WHAT TO DO:
Repeat the lines of the material below, from the line with "the white plastic" to the line with "0, 343, 127, 448", including both of those lines.

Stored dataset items
----------------------------------------

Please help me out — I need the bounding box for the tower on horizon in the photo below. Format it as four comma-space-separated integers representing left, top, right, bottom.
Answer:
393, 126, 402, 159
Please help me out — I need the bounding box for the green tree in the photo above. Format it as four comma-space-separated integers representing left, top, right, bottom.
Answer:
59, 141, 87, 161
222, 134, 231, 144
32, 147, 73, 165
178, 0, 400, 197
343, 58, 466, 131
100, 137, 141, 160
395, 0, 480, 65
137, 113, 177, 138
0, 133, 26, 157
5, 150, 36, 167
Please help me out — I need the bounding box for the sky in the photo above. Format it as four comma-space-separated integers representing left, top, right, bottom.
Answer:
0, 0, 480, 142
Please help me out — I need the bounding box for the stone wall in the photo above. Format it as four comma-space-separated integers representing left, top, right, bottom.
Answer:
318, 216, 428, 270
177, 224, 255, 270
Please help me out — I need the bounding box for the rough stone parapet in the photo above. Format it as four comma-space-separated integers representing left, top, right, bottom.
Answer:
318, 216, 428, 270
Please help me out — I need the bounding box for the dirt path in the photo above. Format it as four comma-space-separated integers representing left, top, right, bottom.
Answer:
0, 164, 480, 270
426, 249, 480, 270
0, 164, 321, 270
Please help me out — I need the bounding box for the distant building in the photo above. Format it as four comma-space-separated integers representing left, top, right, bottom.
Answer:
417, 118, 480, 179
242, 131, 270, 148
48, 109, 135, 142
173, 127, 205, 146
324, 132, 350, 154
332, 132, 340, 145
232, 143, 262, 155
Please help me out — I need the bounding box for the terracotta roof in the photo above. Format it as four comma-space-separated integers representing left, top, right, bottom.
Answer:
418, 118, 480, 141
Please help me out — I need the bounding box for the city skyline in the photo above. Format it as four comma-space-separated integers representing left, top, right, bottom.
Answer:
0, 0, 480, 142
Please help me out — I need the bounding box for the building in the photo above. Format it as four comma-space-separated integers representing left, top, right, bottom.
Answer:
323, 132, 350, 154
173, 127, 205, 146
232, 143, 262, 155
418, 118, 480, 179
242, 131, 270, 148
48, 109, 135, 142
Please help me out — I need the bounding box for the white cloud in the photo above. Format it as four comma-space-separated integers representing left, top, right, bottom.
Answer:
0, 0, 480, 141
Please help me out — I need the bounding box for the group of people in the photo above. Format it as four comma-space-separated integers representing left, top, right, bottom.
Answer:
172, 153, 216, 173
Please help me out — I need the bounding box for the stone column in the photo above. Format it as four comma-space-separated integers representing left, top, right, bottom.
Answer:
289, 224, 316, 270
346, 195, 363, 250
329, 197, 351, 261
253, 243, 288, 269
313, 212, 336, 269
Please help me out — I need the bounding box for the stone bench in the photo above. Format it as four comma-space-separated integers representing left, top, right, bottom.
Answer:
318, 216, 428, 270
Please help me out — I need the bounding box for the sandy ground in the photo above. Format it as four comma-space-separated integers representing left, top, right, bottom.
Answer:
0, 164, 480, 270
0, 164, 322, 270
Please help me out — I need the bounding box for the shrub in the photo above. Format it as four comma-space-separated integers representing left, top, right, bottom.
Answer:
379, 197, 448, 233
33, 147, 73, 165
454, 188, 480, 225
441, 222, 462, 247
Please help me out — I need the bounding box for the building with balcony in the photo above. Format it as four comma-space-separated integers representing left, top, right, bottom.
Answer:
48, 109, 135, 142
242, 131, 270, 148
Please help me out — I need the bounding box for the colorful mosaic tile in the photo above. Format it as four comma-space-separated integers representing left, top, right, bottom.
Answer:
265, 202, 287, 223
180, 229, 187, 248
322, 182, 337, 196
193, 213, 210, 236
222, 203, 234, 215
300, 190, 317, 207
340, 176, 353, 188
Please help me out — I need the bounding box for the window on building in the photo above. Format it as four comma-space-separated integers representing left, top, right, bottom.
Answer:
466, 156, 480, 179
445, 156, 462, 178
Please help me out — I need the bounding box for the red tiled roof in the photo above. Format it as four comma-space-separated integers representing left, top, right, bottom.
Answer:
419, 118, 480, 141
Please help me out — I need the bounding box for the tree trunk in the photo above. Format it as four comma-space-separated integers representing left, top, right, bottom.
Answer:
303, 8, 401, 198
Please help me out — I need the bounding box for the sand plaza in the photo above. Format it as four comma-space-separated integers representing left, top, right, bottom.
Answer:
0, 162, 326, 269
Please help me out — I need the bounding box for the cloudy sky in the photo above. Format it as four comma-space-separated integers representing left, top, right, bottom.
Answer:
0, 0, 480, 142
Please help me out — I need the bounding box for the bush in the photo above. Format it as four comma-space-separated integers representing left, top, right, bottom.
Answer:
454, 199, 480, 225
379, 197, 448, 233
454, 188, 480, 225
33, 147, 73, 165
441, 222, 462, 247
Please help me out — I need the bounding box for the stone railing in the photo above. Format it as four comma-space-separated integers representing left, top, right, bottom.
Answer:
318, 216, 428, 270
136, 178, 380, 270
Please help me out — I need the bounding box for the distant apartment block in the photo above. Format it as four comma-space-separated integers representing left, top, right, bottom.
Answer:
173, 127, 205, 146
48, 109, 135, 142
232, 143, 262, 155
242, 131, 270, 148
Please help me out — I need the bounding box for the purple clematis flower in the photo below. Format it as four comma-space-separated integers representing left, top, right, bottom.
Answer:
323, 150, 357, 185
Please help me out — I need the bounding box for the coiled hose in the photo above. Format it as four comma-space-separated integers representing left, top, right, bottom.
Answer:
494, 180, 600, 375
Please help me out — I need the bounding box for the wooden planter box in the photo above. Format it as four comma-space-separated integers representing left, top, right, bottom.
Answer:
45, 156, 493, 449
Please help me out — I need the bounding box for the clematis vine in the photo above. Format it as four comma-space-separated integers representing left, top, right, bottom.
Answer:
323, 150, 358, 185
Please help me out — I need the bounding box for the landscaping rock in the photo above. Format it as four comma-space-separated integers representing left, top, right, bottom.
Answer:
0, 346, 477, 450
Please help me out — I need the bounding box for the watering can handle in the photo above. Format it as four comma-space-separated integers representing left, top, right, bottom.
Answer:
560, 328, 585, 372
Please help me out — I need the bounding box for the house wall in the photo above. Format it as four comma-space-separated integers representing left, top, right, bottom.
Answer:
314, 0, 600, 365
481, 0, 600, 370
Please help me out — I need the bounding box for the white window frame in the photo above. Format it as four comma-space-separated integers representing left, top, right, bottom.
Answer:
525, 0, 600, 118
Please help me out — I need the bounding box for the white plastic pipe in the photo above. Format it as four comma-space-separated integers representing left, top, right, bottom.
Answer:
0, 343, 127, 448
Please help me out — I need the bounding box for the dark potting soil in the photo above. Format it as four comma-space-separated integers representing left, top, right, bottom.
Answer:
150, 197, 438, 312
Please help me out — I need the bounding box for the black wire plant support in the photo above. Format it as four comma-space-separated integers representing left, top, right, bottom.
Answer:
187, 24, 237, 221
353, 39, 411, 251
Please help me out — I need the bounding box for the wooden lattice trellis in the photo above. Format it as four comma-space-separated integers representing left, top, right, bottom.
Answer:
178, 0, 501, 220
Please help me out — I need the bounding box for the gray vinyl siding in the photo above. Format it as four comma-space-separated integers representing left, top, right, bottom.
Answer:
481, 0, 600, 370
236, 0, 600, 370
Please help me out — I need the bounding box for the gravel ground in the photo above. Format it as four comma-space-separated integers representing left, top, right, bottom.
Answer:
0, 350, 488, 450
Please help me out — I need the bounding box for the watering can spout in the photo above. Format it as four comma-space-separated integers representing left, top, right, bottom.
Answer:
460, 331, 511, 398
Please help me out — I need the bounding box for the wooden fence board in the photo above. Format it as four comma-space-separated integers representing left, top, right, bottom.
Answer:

----------------------------------------

EXERCISE OUTPUT:
Please help me out — I need the bounding box for the white plastic pipe in the photo above. Format it as four comma-space-separated integers representing left, top, right, bottom.
Answer:
0, 343, 127, 448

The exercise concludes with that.